* **FRAGMENTO DEL TEXTO**
----

Ver no es lo mismo que mirar; de la misma forma que oír es una cosa diametralmente opuesta a escuchar. La diferencia es la intencionalidad y la actividad personal que recae en cada acción. Hay personas que solo ven pasar cosas por delante de sus ojos, mientras que otras miran lo que pasa a su alrededor. Seguramente, la sensibilidad de la persona tenga una gran parte de culpa. Pongamos un ejemplo. Alguien que entra en un estadio de fútbol puede ver la majestuosidad del verde dentro de un rectángulo perfecto, mientras que otro puede ver un espacio bidimensional, formado por un conjunto de figuras geométricas. Posiblemente, eso era lo que veía Eduardo Chillida cada vez que entraba a un campo.
El sensacional escultor español (San Sebastián, 1924-2002) cumpliría este 10 de enero 100 años. Paseando por toda la geografía española su legado sigue vivo a través de sus obras. El Peine del Viento, en su San Sebastián natal, es una de las más conocidas. Aunque mucha gente pasa por alto que antes de convertirse en uno de los artistas más importantes de la segunda mitad del siglo XX, el guipuzcoano jugó al fútbol como portero de la Real Sociedad. De alguna forma estaba predestinado a proyectar con las manos lo que su cabeza procesaba. El fútbol y el arte. O el arte y el fútbol. Una fusión que llevó a cabo el gran Eduardo Chillida.

----

* **INFORMACIÓN EXTRAÍDA**
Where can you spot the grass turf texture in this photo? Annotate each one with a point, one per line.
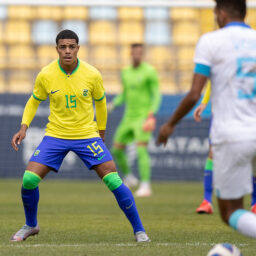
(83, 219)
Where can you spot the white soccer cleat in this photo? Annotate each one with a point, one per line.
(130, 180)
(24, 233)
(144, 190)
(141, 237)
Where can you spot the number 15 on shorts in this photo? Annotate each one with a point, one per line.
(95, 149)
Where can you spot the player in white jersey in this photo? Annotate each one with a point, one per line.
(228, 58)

----

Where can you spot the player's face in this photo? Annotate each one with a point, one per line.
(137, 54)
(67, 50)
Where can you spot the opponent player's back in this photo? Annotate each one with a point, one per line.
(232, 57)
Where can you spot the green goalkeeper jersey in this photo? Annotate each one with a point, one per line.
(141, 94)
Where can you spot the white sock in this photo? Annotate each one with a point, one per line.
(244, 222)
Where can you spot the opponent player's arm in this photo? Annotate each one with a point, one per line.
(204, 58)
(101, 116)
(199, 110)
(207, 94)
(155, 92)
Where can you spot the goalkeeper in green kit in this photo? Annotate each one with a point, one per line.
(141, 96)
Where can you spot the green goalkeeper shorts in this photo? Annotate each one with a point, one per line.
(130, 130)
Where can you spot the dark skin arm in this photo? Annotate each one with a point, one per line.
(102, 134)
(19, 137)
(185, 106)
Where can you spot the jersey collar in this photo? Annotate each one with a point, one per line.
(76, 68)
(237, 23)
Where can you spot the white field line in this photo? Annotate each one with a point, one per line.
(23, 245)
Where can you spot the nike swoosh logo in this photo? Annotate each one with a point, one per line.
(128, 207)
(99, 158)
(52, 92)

----

* **QUÉ HACER**
1) Resume en dos oraciones el texto sobre Eduardo Chillida.
2) Reproduce sin cambios el fragmento del texto sobre Eduardo Chillida que comienza con las palabras que contienen "El sensacional escultor" y termina con "gran Eduardo Chillida.".
Las entradas son material aparte, independiente del texto.

* **RESPUESTAS COMPLETAS**
1) El texto distingue entre ver y mirar, y afirma que la diferencia está en la intencionalidad y la actividad personal de cada acción, con el ejemplo de quien entra en un estadio de fútbol. Recuerda que el escultor Eduardo Chillida, nacido en San Sebastián en 1924 y autor del Peine del Viento, cumpliría 100 años el 10 de enero y que, antes de ser artista, jugó como portero de la Real Sociedad.

2)
El sensacional escultor español (San Sebastián, 1924-2002) cumpliría este 10 de enero 100 años. Paseando por toda la geografía española su legado sigue vivo a través de sus obras. El Peine del Viento, en su San Sebastián natal, es una de las más conocidas. Aunque mucha gente pasa por alto que antes de convertirse en uno de los artistas más importantes de la segunda mitad del siglo XX, el guipuzcoano jugó al fútbol como portero de la Real Sociedad. De alguna forma estaba predestinado a proyectar con las manos lo que su cabeza procesaba. El fútbol y el arte. O el arte y el fútbol. Una fusión que llevó a cabo el gran Eduardo Chillida.